You have to consider Berlin at that time, let’s say the early eighties, maybe ‘81 or ‘82. The government of Berlin - the senate - kind of discovered that the cultural aspect of Berlin and what was happening there with the so-called underground, was very attractive to visitors to Berlin. So they organised open studios where people could see what Salomé was doing, for instance. They actually had a reception at a bar, with the major of Berlin. But nobody wanted to talk to him. They put up a big buffet. We were always hungry, because there was no money around. The buffet was empty within minutes. Basically, we didn’t want to have anything to do with the government or anybody from the ‘high culture’ department. Later on, though, maybe in ’82, I don’t exactly remember… Einstürzende Neubauten, Mike Hentz from Minus Delta t, some of the Dusseldorf bands and Malaria! were invited to the Documenta in Kassel, which is as high art and high culture as you can get.

Yes, that was what I referred to when I was saying high art…

So, I did understand you right. But we didn’t really have a really beautiful time there, because the curator there, Karin Knöbel, who invited us, she actually had problems with the directors of Documenta. They wanted to throw Blixa out because of something. We all said that if he was thrown ot, we were all going. We were still really punk. I think other people didn’t understand what we were doing there (laughs). However, we were invited and we went. With Malaria!, we also played in London at the ICA (Institute of Contemporary Art). So we did cross over into the art scene, but it was way different then than it is now.

How important was it for you that Mania D. and Malaria! were all-girl bands?

**Information provided**.

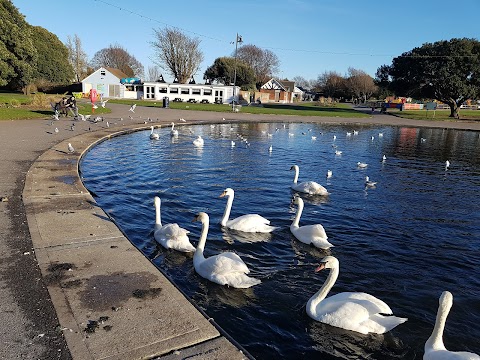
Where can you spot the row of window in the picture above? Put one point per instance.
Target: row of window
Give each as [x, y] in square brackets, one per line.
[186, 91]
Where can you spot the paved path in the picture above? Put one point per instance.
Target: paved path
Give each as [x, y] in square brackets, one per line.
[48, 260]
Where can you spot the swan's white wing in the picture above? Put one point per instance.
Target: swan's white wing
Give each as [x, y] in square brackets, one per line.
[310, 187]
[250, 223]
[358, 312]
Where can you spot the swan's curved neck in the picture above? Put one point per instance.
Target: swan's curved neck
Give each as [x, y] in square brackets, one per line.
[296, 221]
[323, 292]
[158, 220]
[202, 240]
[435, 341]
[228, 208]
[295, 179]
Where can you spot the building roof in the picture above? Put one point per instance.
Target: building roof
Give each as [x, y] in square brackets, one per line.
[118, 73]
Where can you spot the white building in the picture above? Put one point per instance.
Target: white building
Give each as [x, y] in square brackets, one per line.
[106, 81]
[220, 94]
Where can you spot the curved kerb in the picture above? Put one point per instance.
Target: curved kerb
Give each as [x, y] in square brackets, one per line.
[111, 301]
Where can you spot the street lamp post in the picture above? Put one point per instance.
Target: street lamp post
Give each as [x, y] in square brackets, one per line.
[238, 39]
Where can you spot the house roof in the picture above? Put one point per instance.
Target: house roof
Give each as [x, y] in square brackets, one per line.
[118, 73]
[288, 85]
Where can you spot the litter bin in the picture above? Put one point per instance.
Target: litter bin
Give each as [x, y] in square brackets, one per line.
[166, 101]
...
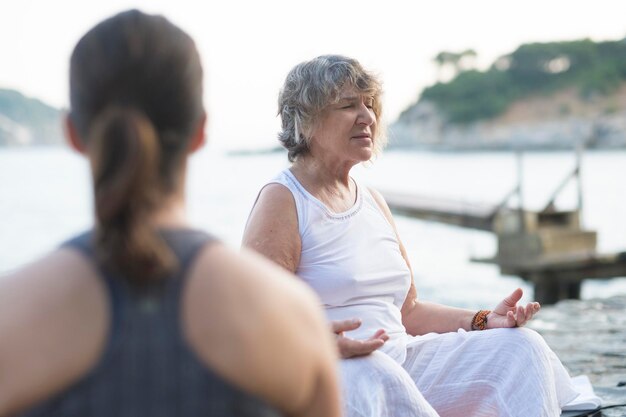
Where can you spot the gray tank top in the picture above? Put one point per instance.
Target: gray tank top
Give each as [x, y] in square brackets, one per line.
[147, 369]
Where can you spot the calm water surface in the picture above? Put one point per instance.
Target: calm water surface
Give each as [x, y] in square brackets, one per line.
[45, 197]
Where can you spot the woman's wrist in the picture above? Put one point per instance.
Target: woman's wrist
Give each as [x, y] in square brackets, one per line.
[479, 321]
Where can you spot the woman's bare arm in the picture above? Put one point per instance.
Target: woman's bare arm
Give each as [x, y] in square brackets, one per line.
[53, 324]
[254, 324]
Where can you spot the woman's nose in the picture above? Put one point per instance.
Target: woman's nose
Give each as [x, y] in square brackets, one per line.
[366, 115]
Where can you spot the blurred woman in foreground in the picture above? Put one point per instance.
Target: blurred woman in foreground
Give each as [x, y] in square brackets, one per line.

**Required actions**.
**1.** Rewrite the Berlin interview between "So, I did understand" and "were all-girl bands?", inclusive, changing "curator" to "organizer".
**2.** Please answer these questions from the Berlin interview:
(a) What did the government of Berlin organize so that people could see what Salomé was doing?
(b) Who was the curator who invited the bands to Documenta?
(c) At which London venue did Malaria! play?

**Answers for the exercise**.
**1.**
So, I did understand you right. But we didn’t really have a really beautiful time there, because the organizer there, Karin Knöbel, who invited us, she actually had problems with the directors of Documenta. They wanted to throw Blixa out because of something. We all said that if he was thrown ot, we were all going. We were still really punk. I think other people didn’t understand what we were doing there (laughs). However, we were invited and we went. With Malaria!, we also played in London at the ICA (Institute of Contemporary Art). So we did cross over into the art scene, but it was way different then than it is now.

How important was it for you that Mania D. and Malaria! were all-girl bands?

**2.**
(a) Open studios.
(b) Karin Knöbel.
(c) The ICA (Institute of Contemporary Art).